[Dataset items]
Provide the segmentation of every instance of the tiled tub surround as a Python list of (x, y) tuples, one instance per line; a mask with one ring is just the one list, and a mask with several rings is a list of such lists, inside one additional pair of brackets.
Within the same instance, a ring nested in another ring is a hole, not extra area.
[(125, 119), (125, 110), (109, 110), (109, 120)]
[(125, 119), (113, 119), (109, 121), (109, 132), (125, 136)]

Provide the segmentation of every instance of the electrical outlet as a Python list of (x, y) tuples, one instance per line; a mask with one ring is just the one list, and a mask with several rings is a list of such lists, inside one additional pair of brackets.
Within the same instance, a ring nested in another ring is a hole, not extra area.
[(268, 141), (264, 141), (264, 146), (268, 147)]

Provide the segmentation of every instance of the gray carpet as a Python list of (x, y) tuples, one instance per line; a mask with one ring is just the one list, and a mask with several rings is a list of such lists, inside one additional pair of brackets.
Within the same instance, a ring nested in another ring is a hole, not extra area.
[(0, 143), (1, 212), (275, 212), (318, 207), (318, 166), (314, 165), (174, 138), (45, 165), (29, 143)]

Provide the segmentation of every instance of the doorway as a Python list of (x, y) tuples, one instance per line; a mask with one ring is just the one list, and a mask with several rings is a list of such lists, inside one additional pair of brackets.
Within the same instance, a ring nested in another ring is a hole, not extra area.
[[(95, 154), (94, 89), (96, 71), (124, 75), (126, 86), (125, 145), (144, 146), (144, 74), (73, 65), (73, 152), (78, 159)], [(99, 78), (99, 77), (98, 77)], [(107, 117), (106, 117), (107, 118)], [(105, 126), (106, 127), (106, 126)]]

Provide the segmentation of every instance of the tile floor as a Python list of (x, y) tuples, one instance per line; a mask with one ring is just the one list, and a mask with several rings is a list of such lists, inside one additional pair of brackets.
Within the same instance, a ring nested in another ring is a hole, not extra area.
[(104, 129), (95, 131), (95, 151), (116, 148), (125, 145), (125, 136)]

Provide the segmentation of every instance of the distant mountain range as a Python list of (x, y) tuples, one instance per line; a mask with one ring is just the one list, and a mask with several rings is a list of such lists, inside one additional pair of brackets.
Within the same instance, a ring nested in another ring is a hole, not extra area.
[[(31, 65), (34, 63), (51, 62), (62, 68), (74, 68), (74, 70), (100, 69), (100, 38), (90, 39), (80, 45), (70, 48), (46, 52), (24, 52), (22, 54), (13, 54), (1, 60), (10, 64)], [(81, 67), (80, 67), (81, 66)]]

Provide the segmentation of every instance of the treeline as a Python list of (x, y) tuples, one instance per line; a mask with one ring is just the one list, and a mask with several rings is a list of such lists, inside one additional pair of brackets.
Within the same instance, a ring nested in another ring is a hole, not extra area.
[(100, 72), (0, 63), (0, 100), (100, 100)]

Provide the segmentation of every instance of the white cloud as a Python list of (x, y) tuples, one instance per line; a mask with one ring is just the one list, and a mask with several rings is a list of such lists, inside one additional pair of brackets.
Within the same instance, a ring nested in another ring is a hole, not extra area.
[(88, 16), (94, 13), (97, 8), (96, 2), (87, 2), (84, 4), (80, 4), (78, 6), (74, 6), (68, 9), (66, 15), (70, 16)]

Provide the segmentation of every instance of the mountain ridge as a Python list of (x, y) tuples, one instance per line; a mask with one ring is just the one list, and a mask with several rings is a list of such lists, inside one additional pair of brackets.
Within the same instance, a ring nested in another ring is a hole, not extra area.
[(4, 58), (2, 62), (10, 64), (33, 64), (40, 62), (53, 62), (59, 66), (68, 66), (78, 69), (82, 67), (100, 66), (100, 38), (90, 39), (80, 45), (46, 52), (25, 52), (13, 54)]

---

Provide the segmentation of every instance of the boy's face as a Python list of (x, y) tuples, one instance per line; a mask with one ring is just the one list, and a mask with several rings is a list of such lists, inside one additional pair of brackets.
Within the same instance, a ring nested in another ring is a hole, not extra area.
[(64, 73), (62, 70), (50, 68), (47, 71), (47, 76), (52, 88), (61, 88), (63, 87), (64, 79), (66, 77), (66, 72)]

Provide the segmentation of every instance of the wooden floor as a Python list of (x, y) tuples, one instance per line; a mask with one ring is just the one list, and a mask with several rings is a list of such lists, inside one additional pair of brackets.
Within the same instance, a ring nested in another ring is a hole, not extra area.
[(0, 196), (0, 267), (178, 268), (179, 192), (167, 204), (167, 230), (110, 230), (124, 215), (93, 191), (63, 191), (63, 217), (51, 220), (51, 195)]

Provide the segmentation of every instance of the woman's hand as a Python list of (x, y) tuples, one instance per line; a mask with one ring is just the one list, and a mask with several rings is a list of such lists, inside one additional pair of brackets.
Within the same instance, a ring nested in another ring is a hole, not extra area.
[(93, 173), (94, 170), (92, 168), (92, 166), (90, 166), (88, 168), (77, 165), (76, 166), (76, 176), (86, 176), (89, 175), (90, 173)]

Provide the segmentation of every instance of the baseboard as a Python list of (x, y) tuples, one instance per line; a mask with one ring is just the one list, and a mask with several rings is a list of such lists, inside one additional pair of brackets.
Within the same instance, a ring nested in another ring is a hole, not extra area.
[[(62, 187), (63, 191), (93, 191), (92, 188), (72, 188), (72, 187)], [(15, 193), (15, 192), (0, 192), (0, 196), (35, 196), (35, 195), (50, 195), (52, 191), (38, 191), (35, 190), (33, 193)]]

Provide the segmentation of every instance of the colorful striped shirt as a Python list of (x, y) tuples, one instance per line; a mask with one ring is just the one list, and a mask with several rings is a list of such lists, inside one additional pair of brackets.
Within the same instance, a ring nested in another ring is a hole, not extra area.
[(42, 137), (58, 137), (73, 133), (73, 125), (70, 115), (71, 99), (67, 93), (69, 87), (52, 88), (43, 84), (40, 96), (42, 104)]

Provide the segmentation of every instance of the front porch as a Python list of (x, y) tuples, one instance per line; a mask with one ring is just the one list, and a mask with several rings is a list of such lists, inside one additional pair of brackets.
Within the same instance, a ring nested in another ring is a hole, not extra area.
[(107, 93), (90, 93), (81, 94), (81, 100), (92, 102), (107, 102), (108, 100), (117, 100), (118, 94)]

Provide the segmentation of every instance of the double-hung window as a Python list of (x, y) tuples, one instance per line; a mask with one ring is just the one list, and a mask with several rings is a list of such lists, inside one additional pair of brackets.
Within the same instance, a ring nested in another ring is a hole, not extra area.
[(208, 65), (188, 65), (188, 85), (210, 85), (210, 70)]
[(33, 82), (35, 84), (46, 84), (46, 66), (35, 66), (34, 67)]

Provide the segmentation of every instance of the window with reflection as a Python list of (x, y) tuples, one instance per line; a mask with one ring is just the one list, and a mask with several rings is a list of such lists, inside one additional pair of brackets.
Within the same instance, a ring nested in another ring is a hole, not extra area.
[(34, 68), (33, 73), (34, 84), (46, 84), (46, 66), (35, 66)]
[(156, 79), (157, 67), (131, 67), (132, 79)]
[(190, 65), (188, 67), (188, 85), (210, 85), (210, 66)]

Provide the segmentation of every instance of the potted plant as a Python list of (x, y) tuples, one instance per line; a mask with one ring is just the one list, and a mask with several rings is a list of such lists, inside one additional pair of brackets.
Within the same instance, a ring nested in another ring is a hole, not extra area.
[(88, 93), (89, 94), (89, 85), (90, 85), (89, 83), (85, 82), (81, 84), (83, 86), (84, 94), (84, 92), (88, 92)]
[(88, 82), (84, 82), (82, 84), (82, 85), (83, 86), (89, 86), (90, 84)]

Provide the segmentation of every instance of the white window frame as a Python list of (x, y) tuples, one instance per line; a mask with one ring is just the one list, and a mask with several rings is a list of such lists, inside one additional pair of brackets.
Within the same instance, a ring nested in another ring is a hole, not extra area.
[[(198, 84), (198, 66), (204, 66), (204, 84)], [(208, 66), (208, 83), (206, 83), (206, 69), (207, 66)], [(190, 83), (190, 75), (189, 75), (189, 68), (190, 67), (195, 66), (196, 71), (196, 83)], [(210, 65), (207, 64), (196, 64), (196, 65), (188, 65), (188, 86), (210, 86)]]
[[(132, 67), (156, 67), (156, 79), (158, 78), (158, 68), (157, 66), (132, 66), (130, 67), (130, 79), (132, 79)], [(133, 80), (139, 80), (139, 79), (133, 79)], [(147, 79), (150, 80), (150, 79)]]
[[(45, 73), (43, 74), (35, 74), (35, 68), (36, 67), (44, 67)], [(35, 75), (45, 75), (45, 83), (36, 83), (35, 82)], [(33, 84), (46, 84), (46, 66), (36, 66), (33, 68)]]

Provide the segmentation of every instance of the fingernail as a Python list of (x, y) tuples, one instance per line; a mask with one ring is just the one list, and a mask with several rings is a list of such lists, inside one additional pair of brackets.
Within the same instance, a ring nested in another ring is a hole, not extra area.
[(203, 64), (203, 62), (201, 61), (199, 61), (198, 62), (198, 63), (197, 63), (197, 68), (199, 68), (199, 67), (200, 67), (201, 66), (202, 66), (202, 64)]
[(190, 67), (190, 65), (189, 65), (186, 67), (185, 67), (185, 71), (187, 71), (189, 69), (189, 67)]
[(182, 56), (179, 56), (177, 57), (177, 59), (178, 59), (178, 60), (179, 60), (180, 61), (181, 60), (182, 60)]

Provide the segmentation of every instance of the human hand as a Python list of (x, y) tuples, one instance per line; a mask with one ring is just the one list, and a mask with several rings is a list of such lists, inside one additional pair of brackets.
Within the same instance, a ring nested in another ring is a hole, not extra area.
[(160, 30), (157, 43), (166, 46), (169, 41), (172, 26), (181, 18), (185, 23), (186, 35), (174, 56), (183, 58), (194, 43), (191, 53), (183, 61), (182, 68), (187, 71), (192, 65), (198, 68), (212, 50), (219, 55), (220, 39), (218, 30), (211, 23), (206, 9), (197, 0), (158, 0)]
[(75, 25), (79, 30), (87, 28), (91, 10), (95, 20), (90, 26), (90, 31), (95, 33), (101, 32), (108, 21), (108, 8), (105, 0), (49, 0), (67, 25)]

*What to work on:*
Pull out every line of the entries that contains the string "floor", copying each one in full.

*Answer to the task:*
Provide the segmentation of every instance of the tile floor as a Python list of (x, y) tuples, one instance per line; a mask with one ring is just the one list, and a mask with several rings is a list of such lists, inside one additional pair of brackets.
Provide the segmentation of every instance of the wooden floor as a Python list of (x, y) tuples, one instance per line; a mask with one ring is just the one list, and a mask with several rings is a list of such lists, inside one additional pair of brackets.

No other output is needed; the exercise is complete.